EXERCISE:
With pictures left out, retype exactly the lines from the one containing "Kindly place a point on the black car, one" through the final line of the entries.

SUPPLIED DATA:
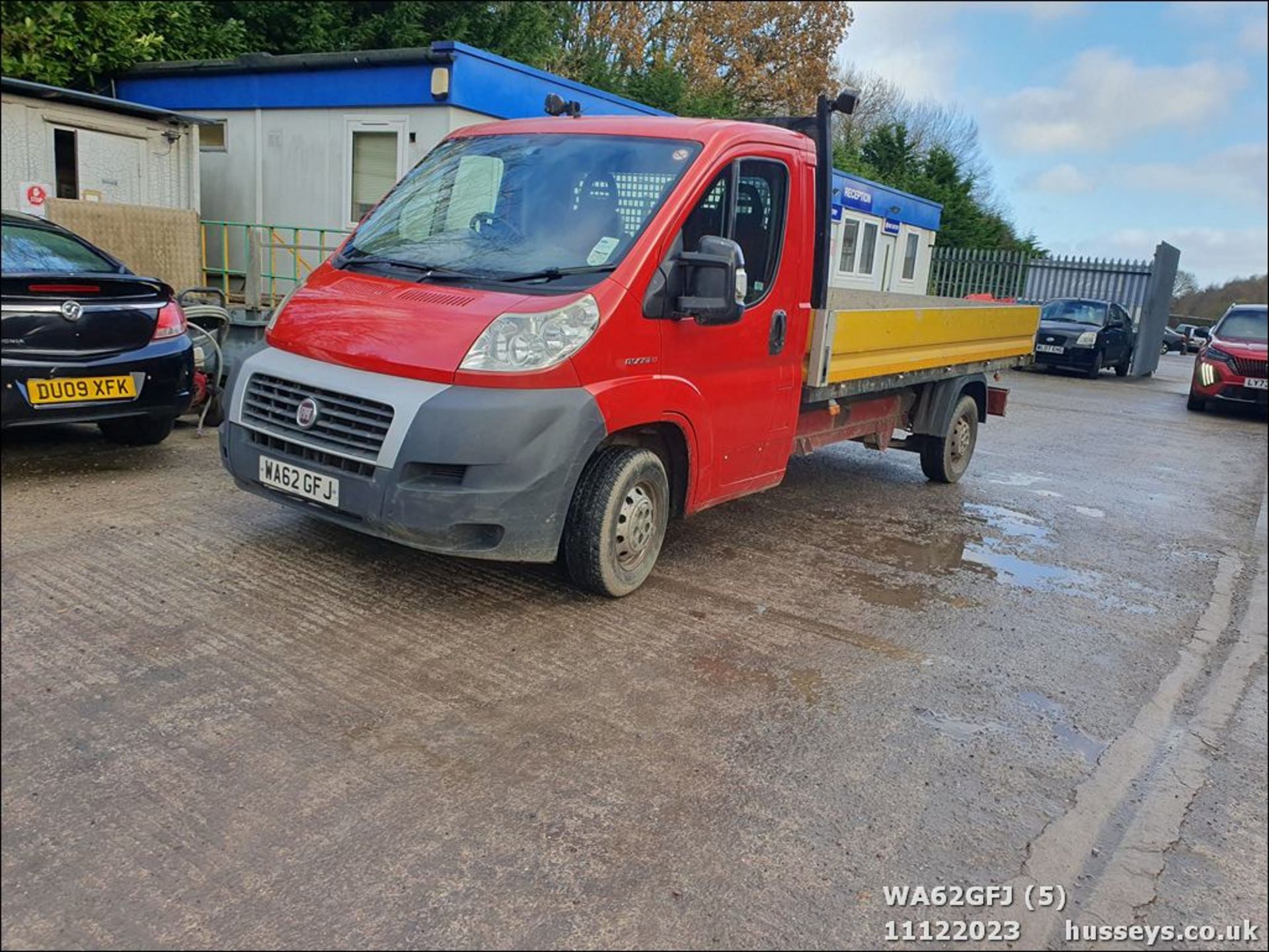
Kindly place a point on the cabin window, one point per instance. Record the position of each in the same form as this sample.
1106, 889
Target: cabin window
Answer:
909, 272
211, 139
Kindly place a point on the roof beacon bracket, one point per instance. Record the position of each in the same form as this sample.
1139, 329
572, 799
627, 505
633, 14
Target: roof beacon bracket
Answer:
558, 106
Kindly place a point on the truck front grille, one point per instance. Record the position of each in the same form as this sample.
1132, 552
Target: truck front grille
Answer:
348, 425
1249, 367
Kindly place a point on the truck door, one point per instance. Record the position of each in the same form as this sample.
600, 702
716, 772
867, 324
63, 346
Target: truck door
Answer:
746, 372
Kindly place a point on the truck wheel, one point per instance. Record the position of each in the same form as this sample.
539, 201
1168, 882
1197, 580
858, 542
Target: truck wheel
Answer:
1095, 371
946, 458
137, 431
617, 520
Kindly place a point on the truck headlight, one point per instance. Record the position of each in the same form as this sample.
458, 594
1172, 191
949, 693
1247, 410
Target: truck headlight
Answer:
519, 343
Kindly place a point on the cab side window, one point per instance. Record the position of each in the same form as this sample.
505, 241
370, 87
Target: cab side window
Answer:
746, 203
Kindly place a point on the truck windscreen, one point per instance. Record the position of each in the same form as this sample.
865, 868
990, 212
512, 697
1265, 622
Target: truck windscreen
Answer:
557, 208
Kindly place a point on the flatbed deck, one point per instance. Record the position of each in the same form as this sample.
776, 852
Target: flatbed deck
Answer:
871, 342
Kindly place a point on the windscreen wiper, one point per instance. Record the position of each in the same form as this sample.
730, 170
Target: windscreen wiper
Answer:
550, 274
430, 273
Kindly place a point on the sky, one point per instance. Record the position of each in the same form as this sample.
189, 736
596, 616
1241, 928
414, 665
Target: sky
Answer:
1110, 126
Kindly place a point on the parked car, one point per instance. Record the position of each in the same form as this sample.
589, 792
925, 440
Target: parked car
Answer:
85, 340
1230, 367
1194, 336
1087, 335
1173, 343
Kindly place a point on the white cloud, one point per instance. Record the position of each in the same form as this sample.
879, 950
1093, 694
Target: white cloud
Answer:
1107, 99
1239, 172
1254, 34
1063, 179
1211, 254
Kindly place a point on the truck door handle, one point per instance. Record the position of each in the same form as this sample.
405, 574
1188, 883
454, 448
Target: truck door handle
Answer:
779, 328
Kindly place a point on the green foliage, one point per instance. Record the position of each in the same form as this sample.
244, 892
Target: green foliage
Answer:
1212, 301
83, 45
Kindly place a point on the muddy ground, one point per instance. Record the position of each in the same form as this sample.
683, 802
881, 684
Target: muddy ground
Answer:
227, 724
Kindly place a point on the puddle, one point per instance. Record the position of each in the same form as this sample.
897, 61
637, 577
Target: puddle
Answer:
1067, 735
1015, 478
1009, 523
1092, 513
957, 728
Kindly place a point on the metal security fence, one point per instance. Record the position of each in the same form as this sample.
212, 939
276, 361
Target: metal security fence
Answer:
259, 264
957, 273
1142, 288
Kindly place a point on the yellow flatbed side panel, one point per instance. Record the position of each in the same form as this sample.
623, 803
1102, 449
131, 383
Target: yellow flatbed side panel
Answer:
902, 340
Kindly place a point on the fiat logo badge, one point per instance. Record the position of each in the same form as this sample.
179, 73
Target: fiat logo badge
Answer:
306, 414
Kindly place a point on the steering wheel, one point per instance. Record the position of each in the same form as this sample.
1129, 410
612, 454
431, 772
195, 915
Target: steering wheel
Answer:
486, 223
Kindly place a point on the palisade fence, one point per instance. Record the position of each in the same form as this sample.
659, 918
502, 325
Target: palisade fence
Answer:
956, 273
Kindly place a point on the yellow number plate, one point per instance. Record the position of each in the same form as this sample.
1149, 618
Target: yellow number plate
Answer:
81, 390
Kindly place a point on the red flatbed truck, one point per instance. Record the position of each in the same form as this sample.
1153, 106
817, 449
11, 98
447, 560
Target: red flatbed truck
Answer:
555, 334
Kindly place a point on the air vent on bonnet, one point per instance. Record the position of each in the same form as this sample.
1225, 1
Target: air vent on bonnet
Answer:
436, 297
423, 296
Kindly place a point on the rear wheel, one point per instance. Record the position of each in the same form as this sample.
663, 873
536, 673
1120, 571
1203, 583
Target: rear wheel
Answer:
1095, 372
617, 520
946, 458
137, 431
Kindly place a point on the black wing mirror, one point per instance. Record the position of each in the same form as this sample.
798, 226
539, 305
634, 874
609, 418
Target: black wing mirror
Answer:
714, 281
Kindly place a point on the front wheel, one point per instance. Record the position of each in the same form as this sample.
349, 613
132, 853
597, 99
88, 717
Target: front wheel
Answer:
946, 458
137, 431
617, 520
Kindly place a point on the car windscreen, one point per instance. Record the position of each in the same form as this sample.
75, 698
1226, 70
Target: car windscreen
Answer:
42, 251
1078, 312
509, 205
1244, 325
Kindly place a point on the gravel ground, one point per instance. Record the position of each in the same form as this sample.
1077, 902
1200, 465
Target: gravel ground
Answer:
227, 724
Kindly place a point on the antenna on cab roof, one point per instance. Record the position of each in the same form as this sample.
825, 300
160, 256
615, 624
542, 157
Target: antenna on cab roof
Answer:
558, 106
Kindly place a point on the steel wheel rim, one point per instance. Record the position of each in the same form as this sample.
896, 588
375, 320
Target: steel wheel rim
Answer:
636, 525
961, 431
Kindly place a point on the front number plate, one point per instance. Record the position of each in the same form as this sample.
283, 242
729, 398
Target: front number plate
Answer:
81, 390
300, 482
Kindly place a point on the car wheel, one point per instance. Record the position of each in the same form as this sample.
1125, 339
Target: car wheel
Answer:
137, 431
1095, 372
617, 520
946, 458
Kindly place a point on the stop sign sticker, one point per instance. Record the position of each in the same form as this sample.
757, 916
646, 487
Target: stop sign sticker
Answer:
34, 197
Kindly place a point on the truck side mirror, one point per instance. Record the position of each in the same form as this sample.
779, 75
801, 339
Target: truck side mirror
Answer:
714, 281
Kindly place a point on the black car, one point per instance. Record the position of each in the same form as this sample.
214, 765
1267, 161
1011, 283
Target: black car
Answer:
85, 340
1172, 343
1085, 335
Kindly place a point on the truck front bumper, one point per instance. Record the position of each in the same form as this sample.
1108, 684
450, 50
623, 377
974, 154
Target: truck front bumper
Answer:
465, 470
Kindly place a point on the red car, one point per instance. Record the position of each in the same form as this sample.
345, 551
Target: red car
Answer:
1230, 367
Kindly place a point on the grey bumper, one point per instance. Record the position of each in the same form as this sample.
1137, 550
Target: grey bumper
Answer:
476, 472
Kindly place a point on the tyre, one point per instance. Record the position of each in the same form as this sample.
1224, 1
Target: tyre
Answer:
137, 431
1095, 372
946, 458
617, 520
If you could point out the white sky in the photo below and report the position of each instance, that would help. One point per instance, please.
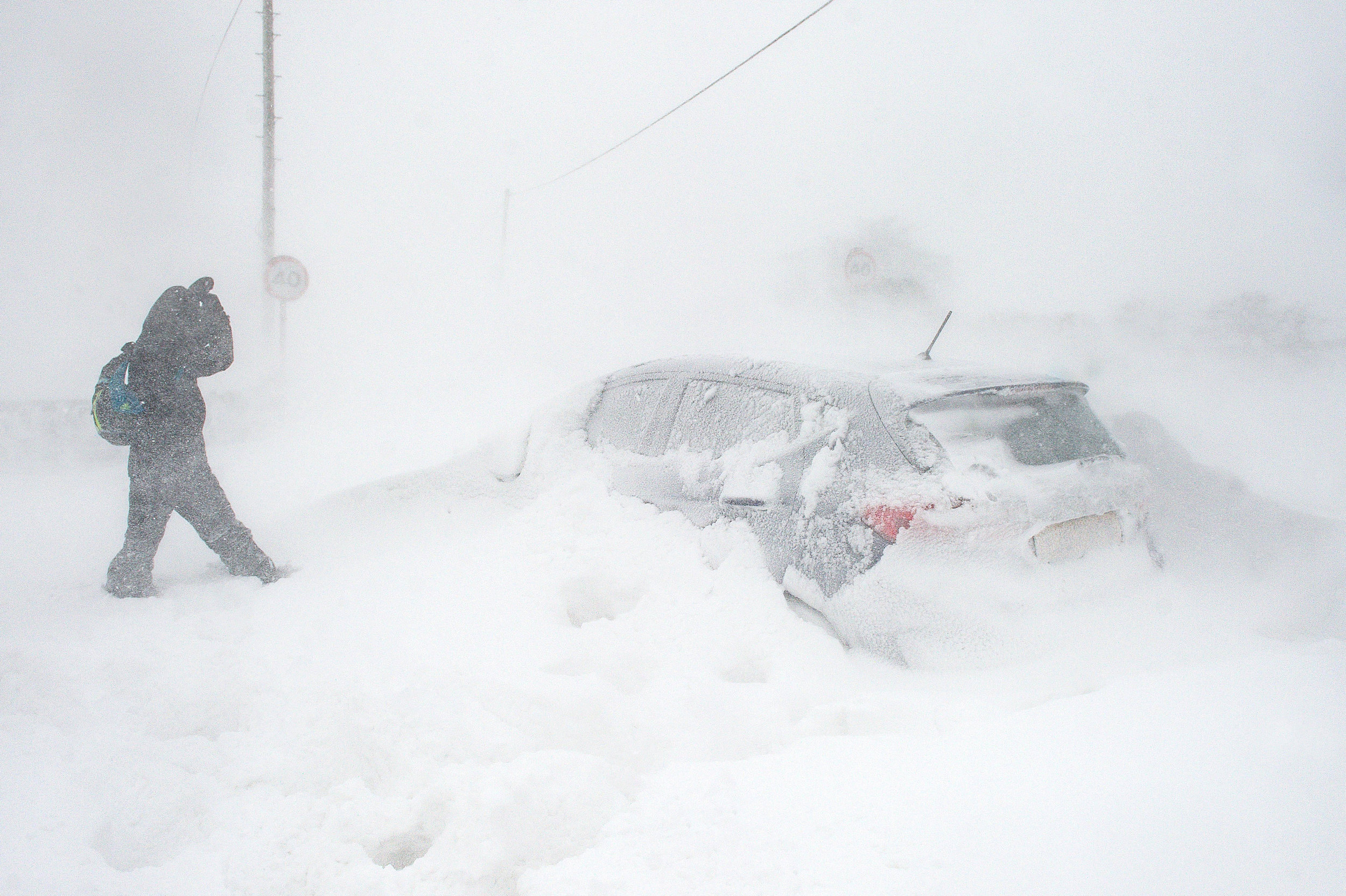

REPLY:
Kindly place a point on the black car, one point per instance. Record the position of each in the same form as this sample.
214, 765
1267, 161
1011, 283
Target: black car
Answer:
85, 340
1172, 343
1085, 335
Kindly place a point on the truck front bumper, one point per instance. Record the position of each in the same form as this sample.
1108, 684
450, 50
623, 377
974, 154
Target: truck front bumper
Answer:
465, 470
Kindly place a point on the red car, one point per instance. Record the position of each in the same form as this sample.
345, 551
Target: red car
Answer:
1230, 367
Kindly place a point on the grey bumper, one point per instance. Record the position of each in the same form as this sample.
1137, 550
Target: grey bumper
Answer:
476, 472
Kindly place a point on the tyre, one point per instance. Record the position of each in the same form as this sample.
1224, 1
Target: tyre
Answer:
137, 431
1095, 372
946, 458
617, 520
If you could point out the white sky in the photo below and report the position of each instance, that would help. One point per instance, please.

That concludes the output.